Burnham’s journey of acceptance in this episode is both riveting and heartbreaking. Martin-Green deserves an Emmy nomination for the long dramatic journey she takes her character through in just 48 minutes of air time. Michael’s decisions may not always be wise. She may at times be desperate to save her mother. But at no point are her reactions over-the-top or unbelievable. The viewer goes on a ride with Michael: from denial, to curiosity, to hope, to fear, and finally, to acceptance.
While the audience knows that Leland (Alan Van Sprang) is now an android possessed by the partially sentient AI Command, Georgiou and Tyler are in the dark. AI Leland looks and talks like the paranoid, morally flexible, super-secret agent they are used to. He even attempts to manipulate Tyler into betraying the crew of the Discovery by tapping into Tyler’s bond with Burnham. When Tyler refuses to cooperate, Leland tries to sell Dr. Burnham as a threat to Georgiou’s dominance in this universe. It was a weak argument, but Georgiou bought it long enough to help AI Leland along toward his goals.
Dr. Burnham’s conversation with Georgiou about their shared love and protectiveness of Michael is the catalyst Georgiou needed to save the day. Georgiou and Tyler form an unlikely alliance in their efforts to both thwart AI Leland and protect Michael. The day is – mostly – saved by this trio of people who all love Burnham more than anything else. Georgiou and Tyler both choose Burnham, and by extension the Discovery, over Section 31. And poor Dr. Burnham returns to an uncertain future in order to live to fight another day.
In the end, after Tyler is gravely injured, Georgiou barely escapes Essof IV, AI Command Leland escapes, and Gabrielle is sucked back to the future, Michael begins to crumble. It is Spock (Ethan Peck), of all beings, who picks her up, dusts her off, and reminds her of her own power to control her future. When he begins to talk about the strategic advantage of using both instinct and logic together, the Spock of The Original Series begins to form onscreen before the viewer’s eyes. We can now see the officer Spock will eventually become, along with his acceptance of both sides of his identity.

§ INFORMATION:

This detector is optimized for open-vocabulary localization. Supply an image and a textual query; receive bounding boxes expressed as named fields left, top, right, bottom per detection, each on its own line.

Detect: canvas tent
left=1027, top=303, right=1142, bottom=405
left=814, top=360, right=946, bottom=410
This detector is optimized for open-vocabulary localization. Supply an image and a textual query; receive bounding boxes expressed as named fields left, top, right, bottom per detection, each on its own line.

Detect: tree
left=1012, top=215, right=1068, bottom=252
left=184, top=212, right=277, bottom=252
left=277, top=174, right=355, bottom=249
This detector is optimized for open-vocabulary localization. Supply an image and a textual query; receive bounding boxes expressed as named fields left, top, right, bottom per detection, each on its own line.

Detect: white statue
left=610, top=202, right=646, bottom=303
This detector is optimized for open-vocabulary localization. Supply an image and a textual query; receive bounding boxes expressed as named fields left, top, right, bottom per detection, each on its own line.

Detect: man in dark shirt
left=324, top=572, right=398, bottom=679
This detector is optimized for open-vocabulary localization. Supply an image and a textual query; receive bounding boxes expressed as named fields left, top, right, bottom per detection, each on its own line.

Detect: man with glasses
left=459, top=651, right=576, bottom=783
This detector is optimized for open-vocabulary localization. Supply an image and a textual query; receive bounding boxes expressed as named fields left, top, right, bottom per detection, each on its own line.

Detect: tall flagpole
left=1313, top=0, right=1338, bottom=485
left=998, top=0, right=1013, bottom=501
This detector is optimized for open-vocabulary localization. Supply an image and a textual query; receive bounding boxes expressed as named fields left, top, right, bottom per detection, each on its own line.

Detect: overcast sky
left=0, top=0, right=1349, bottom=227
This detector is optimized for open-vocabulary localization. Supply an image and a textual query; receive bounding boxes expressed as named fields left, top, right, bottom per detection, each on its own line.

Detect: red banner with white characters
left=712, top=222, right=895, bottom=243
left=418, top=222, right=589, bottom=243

§ REQUIRED ACTION:
Copy the part of the episode review from "In the end, after" to "of his identity." word for word.

§ RESPONSE TO THIS EXERCISE:
In the end, after Tyler is gravely injured, Georgiou barely escapes Essof IV, AI Command Leland escapes, and Gabrielle is sucked back to the future, Michael begins to crumble. It is Spock (Ethan Peck), of all beings, who picks her up, dusts her off, and reminds her of her own power to control her future. When he begins to talk about the strategic advantage of using both instinct and logic together, the Spock of The Original Series begins to form onscreen before the viewer’s eyes. We can now see the officer Spock will eventually become, along with his acceptance of both sides of his identity.